Task description: For every line in the data below that contains "List", copy the line.

Input data:
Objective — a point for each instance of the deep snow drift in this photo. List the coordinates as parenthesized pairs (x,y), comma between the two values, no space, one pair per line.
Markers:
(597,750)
* * *
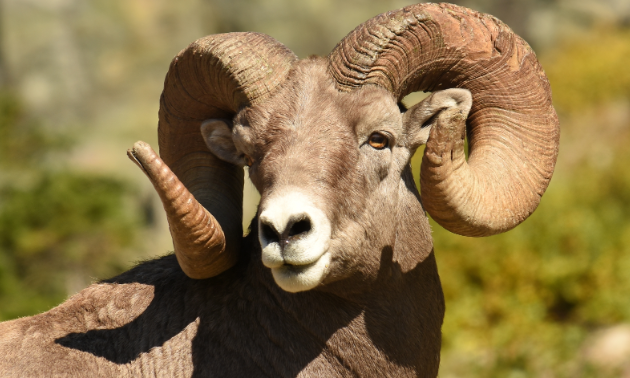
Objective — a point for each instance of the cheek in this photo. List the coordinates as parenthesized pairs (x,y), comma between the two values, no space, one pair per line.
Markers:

Response below:
Objective — a point for each instance of the deep snow drift in this photo. List the coordinates as parenthesized pairs (x,y), comma between the two values, no space, one pair per line.
Objective — a point for each instance of the cheek in this photo. List the coordinates as parenthesized pairs (x,y), comma between the two values, no space, one pair per line.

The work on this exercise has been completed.